--- MATERIAL ---

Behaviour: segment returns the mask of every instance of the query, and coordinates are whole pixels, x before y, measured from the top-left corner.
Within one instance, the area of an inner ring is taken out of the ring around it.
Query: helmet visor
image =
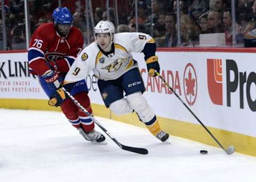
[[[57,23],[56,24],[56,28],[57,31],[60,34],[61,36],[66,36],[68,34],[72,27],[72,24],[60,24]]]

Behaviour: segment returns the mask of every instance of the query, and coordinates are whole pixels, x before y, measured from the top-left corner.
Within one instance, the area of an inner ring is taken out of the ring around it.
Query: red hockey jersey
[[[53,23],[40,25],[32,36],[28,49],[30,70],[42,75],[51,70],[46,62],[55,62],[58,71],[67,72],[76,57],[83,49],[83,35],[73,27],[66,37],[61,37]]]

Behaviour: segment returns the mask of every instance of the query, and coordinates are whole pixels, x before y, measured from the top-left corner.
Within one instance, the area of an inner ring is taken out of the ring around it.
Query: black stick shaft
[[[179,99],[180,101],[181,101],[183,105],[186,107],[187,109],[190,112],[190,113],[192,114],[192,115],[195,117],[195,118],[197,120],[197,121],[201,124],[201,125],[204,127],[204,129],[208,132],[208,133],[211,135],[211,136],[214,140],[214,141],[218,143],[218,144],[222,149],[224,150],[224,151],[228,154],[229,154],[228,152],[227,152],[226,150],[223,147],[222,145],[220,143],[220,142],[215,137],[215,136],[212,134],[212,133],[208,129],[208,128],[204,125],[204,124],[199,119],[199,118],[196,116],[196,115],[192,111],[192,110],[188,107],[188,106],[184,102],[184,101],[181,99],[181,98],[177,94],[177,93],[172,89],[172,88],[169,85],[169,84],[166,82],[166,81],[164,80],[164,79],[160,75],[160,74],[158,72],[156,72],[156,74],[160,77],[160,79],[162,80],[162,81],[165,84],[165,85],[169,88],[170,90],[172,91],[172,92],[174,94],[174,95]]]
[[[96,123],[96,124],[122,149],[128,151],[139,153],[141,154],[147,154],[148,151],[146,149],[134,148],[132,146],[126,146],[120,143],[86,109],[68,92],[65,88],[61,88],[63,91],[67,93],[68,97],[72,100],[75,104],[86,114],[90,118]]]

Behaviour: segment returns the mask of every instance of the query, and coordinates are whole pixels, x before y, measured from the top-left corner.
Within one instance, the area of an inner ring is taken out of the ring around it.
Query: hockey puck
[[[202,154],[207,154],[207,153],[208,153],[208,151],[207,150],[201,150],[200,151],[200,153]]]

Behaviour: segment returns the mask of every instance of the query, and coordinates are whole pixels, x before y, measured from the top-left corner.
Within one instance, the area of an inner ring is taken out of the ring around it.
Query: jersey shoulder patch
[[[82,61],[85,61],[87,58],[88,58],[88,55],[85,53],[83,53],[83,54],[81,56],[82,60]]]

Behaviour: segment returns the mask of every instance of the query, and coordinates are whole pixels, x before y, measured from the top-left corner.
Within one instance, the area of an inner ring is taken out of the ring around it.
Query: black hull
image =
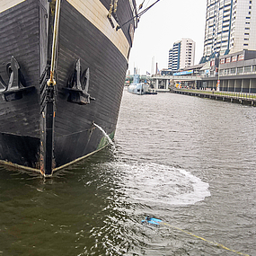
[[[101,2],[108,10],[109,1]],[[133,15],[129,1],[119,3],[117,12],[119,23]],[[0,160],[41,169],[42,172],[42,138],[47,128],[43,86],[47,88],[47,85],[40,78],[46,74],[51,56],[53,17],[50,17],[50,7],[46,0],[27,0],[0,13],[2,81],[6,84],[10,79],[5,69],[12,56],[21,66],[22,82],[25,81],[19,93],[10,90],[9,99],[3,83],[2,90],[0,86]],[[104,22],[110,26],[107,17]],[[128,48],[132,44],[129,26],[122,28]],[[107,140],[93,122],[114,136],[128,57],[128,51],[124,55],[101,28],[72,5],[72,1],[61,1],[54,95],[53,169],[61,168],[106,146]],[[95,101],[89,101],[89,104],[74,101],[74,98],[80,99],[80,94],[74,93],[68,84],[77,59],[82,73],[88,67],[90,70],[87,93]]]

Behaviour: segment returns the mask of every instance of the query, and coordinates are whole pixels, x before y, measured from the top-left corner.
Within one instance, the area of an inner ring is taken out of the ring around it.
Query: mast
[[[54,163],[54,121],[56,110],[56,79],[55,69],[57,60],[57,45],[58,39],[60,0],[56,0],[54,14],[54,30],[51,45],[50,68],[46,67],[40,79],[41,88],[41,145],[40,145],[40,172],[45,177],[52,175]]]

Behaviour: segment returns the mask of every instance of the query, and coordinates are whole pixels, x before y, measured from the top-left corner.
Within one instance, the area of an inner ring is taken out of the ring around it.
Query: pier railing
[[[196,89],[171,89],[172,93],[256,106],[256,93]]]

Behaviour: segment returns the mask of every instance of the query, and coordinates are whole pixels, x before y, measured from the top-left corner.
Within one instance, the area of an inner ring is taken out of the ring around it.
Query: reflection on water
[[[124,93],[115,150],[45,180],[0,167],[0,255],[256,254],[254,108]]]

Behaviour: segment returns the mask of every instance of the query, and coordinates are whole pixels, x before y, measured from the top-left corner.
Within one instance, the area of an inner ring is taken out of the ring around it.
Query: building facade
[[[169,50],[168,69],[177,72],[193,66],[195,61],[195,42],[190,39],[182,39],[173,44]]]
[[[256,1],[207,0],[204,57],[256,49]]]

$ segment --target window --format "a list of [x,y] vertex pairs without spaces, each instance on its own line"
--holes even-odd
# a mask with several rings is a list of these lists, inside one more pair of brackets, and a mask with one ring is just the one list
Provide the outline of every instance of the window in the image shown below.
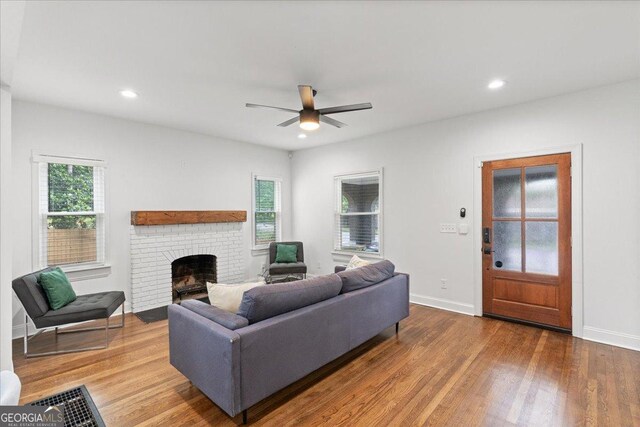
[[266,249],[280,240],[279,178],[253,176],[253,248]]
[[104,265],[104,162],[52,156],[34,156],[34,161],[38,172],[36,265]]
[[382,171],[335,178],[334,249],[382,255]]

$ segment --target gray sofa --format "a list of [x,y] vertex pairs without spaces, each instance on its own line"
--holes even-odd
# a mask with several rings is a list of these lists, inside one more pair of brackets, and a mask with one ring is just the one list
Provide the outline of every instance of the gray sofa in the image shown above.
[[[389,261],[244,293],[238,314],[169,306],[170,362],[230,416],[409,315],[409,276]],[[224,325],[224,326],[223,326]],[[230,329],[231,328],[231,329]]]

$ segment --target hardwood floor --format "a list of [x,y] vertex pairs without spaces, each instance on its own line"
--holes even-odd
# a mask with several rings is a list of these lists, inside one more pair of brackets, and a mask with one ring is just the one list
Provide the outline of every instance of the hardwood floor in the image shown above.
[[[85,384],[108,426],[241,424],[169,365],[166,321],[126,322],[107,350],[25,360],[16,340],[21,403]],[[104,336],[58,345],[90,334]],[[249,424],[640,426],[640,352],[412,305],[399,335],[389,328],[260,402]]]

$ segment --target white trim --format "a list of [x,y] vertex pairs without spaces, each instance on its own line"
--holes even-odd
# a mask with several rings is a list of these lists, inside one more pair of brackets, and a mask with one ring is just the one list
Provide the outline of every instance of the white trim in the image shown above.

---
--- MATERIAL ---

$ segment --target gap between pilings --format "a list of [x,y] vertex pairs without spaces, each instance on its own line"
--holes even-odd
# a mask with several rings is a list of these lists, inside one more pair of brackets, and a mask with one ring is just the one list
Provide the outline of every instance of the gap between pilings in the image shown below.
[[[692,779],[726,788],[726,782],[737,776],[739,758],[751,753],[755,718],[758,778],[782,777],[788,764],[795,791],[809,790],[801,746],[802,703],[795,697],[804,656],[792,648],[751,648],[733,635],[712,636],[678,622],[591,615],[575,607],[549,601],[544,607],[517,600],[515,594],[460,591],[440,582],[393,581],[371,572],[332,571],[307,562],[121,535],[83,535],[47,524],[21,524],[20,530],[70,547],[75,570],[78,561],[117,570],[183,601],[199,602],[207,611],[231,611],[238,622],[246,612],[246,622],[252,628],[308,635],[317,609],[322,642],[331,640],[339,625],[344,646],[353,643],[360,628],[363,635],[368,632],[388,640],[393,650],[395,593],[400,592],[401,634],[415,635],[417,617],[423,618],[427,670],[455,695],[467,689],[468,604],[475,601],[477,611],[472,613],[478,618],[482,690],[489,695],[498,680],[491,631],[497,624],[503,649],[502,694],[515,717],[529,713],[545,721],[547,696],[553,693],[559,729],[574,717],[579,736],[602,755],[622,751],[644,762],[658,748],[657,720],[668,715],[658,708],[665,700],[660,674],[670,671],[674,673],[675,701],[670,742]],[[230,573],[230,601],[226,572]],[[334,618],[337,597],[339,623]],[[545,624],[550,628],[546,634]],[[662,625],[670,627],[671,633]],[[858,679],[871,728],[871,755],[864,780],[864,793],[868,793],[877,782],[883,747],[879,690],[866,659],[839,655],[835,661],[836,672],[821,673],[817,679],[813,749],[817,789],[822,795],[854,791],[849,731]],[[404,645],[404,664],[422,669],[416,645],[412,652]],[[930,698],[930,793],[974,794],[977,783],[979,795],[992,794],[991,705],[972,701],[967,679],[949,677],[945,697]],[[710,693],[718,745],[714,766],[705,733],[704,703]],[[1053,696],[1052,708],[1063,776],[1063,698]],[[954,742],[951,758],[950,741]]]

---
--- MATERIAL ---

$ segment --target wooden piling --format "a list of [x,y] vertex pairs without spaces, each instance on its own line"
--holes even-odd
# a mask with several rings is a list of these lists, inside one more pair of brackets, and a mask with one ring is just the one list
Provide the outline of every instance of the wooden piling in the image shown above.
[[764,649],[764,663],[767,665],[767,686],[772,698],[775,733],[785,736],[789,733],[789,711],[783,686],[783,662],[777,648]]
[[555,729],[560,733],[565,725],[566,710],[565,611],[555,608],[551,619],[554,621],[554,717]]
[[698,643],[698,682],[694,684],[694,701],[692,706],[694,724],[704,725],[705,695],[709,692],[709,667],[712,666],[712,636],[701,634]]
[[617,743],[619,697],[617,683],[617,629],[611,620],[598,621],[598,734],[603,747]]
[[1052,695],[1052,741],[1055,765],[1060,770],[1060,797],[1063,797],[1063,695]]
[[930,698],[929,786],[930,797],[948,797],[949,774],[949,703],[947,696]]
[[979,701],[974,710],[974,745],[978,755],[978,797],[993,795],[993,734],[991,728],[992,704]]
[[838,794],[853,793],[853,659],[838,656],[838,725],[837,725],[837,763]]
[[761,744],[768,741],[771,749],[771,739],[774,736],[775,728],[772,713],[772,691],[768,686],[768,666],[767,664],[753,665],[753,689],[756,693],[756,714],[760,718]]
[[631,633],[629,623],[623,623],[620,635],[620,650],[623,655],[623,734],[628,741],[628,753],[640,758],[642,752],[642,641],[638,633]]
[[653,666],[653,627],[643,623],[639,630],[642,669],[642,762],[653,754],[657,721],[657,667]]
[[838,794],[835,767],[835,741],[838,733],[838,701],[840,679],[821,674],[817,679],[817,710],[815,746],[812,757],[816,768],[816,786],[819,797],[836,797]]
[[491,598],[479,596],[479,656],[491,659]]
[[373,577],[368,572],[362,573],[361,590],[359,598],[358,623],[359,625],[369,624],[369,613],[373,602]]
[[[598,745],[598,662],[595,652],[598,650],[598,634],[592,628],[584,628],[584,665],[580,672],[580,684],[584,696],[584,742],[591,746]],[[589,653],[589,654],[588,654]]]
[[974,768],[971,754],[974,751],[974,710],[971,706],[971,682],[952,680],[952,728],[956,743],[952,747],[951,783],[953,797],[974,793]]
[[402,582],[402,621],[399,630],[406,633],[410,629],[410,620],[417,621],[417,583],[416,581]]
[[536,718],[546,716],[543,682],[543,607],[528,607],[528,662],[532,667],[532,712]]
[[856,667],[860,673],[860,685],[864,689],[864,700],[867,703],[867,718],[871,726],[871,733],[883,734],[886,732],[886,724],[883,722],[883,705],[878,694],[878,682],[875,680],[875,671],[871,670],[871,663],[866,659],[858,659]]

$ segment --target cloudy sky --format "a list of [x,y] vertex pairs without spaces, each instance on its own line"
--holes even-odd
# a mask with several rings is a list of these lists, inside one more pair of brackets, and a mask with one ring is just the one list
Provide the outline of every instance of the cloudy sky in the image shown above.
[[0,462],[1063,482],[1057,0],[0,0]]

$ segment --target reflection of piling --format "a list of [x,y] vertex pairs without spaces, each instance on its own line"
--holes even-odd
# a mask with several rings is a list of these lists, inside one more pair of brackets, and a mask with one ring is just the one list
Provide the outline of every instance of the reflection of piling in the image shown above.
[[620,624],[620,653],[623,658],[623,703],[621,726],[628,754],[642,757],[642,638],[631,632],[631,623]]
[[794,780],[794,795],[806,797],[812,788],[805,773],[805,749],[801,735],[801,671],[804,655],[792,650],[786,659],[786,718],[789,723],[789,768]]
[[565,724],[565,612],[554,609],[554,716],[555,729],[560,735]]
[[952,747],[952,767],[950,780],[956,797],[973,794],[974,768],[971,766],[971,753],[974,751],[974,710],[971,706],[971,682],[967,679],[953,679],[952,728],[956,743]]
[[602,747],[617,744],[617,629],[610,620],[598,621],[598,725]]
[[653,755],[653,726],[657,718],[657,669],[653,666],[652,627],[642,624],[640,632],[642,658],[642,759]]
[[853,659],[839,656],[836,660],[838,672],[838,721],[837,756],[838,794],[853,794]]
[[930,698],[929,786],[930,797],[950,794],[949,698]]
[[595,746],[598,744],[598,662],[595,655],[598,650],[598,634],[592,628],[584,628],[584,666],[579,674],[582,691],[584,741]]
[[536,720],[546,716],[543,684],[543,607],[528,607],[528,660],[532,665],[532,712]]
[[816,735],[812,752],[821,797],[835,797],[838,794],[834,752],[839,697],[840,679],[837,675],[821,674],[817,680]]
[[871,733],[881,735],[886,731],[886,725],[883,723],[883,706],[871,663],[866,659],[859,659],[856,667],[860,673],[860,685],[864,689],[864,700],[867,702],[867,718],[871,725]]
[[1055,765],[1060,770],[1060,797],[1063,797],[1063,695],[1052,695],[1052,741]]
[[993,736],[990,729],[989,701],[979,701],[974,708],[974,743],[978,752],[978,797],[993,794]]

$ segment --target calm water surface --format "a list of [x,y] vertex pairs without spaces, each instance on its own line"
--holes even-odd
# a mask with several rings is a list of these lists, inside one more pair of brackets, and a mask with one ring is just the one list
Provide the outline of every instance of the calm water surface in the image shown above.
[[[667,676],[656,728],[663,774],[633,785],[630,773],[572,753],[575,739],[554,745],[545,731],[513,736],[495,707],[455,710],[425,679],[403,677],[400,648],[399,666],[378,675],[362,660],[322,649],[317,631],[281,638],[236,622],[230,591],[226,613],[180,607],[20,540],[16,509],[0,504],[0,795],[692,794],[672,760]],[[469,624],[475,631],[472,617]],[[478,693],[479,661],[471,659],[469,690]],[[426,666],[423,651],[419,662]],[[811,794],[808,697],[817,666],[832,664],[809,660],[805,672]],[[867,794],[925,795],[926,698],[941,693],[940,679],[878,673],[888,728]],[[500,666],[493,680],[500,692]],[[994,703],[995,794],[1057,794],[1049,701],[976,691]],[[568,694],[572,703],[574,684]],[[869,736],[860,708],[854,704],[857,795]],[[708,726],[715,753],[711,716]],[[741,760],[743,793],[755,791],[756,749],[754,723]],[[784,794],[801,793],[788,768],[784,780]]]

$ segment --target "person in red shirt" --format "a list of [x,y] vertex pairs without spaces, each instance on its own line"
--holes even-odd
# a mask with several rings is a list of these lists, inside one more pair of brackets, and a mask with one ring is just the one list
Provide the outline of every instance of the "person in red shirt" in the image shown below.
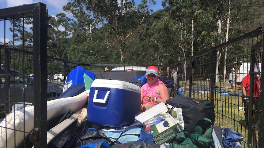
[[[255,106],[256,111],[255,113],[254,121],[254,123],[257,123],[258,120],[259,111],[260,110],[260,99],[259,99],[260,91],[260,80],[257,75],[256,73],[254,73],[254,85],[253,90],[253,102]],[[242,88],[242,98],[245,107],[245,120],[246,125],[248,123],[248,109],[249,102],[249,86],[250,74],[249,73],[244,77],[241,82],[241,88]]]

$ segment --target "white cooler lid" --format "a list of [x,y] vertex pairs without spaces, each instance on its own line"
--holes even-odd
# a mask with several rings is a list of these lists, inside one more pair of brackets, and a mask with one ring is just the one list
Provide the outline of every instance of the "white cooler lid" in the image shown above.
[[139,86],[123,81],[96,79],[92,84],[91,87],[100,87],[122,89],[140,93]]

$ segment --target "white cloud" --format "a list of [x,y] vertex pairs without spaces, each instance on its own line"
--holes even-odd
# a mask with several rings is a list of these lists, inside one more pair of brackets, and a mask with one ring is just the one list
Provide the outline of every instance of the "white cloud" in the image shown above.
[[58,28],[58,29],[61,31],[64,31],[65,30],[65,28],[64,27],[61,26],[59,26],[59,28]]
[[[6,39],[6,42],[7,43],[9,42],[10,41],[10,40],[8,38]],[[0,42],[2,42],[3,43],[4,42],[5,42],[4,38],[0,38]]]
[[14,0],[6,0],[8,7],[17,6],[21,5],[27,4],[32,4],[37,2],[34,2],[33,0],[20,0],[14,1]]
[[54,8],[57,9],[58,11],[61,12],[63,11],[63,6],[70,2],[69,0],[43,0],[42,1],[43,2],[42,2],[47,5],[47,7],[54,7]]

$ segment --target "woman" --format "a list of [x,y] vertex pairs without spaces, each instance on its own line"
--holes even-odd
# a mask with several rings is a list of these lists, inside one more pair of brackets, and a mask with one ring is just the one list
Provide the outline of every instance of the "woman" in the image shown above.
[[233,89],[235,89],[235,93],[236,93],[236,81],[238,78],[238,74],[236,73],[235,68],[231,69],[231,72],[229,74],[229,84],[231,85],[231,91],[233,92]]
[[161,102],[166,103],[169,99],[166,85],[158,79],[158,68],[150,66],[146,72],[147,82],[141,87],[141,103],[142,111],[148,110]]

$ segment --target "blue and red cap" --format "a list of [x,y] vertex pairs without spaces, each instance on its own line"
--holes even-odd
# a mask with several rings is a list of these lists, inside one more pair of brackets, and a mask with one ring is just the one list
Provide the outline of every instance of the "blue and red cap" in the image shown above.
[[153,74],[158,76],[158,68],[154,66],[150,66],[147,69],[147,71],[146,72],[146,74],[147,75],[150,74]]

---

# WRITTEN REQUEST:
Return every line of the entries that contains the string "person", treating uppercase and lowercase as different.

# ANSWER:
$ segment --target "person in red shirt" --format "a list of [x,y] vertex pairs without spaces, each instance on its own line"
Provide the outline of every instance of the "person in red shirt" in the image shown below.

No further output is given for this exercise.